En donnant publiquement des gages de garantie à la France lors de son entretien sur France 24, Ousmane SONKO est désormais un partenaire sérieux pour l’Élysée. Car, après les émeutes de Mars 2021 où plusieurs intérêts français ont été attaqués, Paris ne compte pas, après Bamako et Ouagadougou, perdre Dakar. 
En cela, les émeutes de Mars 2021 suites à l’arrestation de Ousmane SONKO le leader de l’opposition sénégalaise, plusieurs intérêts français avaient été la cible des manifestants. Et avec la présence russe au Mali, au Burkina Faso, Paris qui a perdu des positions militaires et stratégiques en Afrique, ne souhaite pas que Dakar soit un syndrome à l’ivoirienne. D’ailleurs, souffle une source diplomatique, plusieurs missions d’experts de plusieurs secteurs de la sécurité, de la politique sénégalaise, sont d’avis que le pire est à craindre au Sénégal si Ousmane SONKO est arrêté une deuxième fois. 
Pourtant, les rédacteurs de la « note diplomatique », avaient plusieurs mois, averti des lendemains sombres pour certains gouvernements et avaient conseillé d’anticiper les conséquences de ce qui est décrit comme une « perte de crédit des dirigeants » africains dont quatre acteurs étaient identifiés comme susceptibles de convoquer « le répertoire de la morale publique » face à la « faillites des gouvernants ». Les « autorités religieuses », d’abord, dont certaines « pourraient vouloir défier l’ordre public pour imposer le leur dans ce moment de faiblesse de l’État  ; les « diasporas » africaines, ensuite, qui d’Europe, se donneront « un devoir d’information civique » en diffusant « des informations fiables lues et diffusées à travers l’Afrique francophone » ; puis les « artistes populaires » qui sont souvent « des autorités morales crédibles » et « façonnent les opinions publiques ». Enfin, dernier acteur identifié, les « entrepreneurs économiques » et autres « businessmen néolibéraux » qui « riches et globalisés » se « positionnent comme les philanthropes du continent ». Ces individus puissants « peuvent jouer un rôle s’ils décident d’engager leurs moyens ou de se poser en intermédiaires entre le système de gouvernance mondiale et l’Afrique ».Dans tous les cas, « ils souligneront la faillite de l’État ».

[CONSIGNES]
(A) D'après le texte sélectionné, quel événement a provoqué les émeutes de mars 2021 ?
(B) Énumérez les acteurs que la « note diplomatique » citée dans le texte sélectionné identifie comme susceptibles de convoquer « le répertoire de la morale publique ».
(C) Veuillez résumer le texte sélectionné en deux phrases.
Les données ne jouent aucun rôle ici.

[DONNÉES]
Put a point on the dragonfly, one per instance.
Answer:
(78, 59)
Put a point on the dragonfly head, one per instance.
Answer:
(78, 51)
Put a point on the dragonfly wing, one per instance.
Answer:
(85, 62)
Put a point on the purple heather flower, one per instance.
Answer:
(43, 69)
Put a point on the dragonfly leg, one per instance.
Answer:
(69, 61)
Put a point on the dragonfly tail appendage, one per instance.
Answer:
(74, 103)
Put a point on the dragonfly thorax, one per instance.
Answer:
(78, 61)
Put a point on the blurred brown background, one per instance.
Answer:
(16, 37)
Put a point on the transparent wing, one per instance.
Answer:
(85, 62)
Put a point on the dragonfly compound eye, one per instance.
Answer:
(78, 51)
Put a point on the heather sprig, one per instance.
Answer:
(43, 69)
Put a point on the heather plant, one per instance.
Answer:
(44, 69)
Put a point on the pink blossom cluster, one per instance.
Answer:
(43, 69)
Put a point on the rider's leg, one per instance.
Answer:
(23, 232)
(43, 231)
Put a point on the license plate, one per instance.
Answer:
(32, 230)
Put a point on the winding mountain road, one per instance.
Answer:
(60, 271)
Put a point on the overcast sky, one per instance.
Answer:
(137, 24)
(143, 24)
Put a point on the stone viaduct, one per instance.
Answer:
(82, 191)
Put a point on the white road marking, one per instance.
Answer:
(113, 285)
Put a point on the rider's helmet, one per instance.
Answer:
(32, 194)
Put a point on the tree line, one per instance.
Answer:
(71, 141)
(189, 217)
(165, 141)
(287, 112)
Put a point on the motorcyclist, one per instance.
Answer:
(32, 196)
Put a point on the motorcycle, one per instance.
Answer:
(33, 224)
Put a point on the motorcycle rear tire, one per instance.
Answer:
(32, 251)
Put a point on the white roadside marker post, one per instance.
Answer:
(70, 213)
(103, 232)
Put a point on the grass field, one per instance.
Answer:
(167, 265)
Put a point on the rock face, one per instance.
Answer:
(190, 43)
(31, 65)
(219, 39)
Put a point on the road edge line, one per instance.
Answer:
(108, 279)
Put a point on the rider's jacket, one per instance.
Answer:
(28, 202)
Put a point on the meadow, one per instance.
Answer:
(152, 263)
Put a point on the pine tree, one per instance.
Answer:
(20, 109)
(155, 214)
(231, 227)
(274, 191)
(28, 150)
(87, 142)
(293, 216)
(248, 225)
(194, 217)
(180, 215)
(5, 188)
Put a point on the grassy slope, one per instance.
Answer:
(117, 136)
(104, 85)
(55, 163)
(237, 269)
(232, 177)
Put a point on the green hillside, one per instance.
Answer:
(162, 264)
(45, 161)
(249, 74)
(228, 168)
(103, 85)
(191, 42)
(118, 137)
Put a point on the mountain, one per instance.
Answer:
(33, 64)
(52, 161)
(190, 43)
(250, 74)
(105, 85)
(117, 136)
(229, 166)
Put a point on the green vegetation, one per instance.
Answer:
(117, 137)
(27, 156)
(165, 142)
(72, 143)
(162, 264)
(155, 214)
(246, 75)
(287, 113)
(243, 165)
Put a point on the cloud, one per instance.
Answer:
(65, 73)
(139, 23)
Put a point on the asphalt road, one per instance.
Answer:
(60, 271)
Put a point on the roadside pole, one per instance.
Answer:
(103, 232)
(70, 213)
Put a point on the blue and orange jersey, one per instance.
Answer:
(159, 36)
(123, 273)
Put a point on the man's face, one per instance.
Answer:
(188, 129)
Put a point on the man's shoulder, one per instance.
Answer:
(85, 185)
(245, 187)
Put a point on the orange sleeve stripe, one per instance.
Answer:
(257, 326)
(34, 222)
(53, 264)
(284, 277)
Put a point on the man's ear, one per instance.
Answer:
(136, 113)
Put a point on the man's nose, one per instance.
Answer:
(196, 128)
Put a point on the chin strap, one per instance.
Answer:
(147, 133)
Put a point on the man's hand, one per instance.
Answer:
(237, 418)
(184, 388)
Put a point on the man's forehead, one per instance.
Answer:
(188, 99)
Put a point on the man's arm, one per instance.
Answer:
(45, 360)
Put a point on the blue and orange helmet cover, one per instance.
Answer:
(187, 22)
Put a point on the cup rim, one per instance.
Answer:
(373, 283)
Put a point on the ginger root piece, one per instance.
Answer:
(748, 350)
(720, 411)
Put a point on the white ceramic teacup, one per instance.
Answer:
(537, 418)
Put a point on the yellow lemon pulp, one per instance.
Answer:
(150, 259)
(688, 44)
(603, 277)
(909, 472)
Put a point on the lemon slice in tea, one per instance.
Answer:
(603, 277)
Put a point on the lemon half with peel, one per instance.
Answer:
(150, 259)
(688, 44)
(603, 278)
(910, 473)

[CORRIGÉS]
(A) L'arrestation d'Ousmane SONKO, le leader de l'opposition sénégalaise.

(B)
- Les « autorités religieuses »
- Les « diasporas » africaines
- Les « artistes populaires »
- Les « entrepreneurs économiques » et autres « businessmen néolibéraux »

(C) Ayant donné publiquement des gages à la France sur France 24, Ousmane SONKO devient un partenaire sérieux pour l'Élysée, qui, après les émeutes de mars 2021 ayant visé des intérêts français et la perte de positions en Afrique face à la présence russe au Mali et au Burkina Faso, ne veut pas perdre Dakar. Une « note diplomatique » avait déjà averti d'une « perte de crédit des dirigeants » africains et désigné quatre acteurs susceptibles de souligner « la faillite de l'État » : les autorités religieuses, les diasporas, les artistes populaires et les entrepreneurs économiques.